-- EXERCISE --
Nothing but the lines from the one that contains "Each pair is formatted like [55, 210]." through the end of the data should be reproduced, and each must match exactly.

-- PROVIDED INFORMATION --
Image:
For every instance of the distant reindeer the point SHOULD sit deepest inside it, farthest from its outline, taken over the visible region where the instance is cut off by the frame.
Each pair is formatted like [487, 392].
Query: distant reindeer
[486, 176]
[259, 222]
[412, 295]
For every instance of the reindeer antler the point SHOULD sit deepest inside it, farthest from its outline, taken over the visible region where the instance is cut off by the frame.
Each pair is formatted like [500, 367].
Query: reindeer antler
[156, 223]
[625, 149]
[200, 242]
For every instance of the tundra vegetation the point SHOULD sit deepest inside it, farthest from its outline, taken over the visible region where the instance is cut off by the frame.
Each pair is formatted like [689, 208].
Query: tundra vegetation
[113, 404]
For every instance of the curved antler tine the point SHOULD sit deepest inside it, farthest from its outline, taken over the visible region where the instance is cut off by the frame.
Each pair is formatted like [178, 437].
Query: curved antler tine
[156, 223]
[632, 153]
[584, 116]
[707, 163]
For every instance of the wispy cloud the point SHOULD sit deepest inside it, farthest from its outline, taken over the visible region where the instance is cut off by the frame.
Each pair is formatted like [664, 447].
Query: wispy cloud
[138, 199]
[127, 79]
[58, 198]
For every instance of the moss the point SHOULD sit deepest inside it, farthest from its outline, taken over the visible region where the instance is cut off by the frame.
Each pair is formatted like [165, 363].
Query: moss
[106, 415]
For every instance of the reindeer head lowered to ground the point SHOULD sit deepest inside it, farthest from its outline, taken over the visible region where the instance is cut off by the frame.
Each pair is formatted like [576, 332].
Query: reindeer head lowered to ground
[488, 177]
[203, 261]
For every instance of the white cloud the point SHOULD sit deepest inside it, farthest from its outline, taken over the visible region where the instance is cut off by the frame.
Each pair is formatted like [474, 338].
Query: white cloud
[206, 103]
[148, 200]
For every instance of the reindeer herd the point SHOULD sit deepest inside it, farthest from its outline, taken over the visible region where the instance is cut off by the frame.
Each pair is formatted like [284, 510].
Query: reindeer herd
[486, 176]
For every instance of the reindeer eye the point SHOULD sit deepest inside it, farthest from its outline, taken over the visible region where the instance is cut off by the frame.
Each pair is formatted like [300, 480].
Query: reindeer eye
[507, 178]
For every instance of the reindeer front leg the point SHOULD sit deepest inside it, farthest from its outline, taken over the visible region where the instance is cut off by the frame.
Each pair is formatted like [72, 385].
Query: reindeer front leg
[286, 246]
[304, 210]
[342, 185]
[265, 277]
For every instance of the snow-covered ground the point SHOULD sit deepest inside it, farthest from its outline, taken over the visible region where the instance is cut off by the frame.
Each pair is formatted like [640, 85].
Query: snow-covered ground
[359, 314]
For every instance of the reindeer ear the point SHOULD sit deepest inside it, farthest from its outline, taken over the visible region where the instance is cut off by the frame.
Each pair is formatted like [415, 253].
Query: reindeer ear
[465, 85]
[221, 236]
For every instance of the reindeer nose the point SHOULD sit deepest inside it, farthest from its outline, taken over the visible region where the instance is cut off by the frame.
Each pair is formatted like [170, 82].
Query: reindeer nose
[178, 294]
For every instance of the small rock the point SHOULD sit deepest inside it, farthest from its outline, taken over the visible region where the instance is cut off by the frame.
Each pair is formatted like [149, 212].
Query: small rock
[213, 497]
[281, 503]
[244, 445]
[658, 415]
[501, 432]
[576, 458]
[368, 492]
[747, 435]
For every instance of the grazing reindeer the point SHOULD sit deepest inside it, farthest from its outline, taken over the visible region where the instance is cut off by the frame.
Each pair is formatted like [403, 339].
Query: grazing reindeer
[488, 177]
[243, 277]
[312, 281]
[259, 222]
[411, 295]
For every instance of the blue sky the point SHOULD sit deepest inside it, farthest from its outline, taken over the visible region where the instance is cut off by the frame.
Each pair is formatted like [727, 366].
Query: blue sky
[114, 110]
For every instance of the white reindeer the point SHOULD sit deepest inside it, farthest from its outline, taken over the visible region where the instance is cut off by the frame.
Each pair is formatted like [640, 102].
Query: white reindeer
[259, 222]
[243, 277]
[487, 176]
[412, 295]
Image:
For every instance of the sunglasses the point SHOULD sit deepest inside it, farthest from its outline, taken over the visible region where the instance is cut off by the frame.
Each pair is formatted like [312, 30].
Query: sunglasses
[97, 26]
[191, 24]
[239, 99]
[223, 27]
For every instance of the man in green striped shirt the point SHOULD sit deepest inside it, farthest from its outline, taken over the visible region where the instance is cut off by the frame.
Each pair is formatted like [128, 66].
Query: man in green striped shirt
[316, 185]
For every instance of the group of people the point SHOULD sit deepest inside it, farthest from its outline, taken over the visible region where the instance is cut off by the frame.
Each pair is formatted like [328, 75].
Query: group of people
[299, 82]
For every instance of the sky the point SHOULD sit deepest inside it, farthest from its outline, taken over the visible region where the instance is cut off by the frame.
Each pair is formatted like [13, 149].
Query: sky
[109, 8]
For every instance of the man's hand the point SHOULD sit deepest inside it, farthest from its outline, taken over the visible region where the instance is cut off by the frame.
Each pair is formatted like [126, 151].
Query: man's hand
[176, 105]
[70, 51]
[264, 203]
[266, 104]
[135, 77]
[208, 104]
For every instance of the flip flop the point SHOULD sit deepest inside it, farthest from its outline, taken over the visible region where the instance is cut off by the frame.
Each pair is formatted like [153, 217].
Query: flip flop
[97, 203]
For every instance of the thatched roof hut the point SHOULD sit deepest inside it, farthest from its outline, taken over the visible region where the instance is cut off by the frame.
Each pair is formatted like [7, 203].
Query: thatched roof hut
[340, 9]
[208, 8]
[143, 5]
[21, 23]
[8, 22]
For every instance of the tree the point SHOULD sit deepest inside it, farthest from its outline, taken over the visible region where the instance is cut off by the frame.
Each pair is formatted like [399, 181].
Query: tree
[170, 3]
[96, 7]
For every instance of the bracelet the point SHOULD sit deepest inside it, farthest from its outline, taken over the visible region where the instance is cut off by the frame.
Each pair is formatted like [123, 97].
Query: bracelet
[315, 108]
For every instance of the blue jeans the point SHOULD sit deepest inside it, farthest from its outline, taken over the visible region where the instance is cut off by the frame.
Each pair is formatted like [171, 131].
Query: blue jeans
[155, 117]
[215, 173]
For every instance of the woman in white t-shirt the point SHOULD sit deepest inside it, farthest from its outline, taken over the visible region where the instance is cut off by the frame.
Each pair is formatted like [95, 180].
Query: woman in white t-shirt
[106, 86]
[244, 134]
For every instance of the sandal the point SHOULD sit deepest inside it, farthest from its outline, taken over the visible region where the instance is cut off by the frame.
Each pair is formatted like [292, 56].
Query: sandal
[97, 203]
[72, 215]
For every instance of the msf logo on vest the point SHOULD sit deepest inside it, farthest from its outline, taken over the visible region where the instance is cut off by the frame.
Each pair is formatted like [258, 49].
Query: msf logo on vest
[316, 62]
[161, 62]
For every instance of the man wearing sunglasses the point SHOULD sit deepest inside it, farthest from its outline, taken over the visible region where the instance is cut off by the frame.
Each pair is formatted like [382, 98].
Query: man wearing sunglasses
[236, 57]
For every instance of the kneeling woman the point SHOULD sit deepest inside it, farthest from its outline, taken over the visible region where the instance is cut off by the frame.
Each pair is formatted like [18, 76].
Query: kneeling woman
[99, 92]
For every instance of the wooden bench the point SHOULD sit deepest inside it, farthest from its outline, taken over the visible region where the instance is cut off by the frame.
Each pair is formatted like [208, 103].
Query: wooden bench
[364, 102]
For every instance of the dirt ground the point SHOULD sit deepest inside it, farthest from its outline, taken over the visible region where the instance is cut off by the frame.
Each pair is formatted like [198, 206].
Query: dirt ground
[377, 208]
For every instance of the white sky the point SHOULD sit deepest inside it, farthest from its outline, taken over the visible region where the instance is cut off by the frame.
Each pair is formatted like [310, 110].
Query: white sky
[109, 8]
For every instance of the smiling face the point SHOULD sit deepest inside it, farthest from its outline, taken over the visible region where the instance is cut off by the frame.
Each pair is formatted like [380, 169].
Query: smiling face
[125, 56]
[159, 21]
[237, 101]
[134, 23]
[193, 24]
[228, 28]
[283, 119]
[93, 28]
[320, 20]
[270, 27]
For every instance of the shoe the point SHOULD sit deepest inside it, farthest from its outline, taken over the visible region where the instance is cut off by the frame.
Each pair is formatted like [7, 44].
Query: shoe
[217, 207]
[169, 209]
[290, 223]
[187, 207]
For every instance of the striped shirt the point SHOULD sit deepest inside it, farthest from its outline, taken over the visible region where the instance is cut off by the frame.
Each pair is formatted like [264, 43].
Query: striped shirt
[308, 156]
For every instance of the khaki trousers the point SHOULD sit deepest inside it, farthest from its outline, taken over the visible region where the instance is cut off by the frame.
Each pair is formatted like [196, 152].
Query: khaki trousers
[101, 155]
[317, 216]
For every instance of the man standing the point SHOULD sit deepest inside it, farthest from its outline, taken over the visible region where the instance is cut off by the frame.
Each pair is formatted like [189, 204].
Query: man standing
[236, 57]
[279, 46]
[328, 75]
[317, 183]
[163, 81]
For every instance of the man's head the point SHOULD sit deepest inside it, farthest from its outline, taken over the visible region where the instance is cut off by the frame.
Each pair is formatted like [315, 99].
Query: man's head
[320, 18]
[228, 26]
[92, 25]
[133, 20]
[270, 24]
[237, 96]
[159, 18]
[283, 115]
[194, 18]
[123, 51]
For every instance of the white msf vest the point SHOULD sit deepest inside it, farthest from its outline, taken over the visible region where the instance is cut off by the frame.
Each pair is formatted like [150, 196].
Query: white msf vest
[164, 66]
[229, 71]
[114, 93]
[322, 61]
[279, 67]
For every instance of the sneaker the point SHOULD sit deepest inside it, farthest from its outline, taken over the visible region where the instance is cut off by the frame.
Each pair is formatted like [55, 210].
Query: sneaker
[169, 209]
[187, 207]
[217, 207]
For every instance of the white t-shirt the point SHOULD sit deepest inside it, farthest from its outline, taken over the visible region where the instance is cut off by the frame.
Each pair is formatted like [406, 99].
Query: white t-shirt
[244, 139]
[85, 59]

-- RESULT FOR THIS EXERCISE --
Each pair is formatted like [55, 210].
Query: sneaker
[169, 209]
[187, 207]
[217, 207]
For every instance of the white t-shirt the point SHOULD sit deepest inside it, farthest from its outline, taken over the visible region where the instance is cut off by the frame.
Each pair is formatted like [406, 99].
Query: white t-shirt
[244, 139]
[85, 59]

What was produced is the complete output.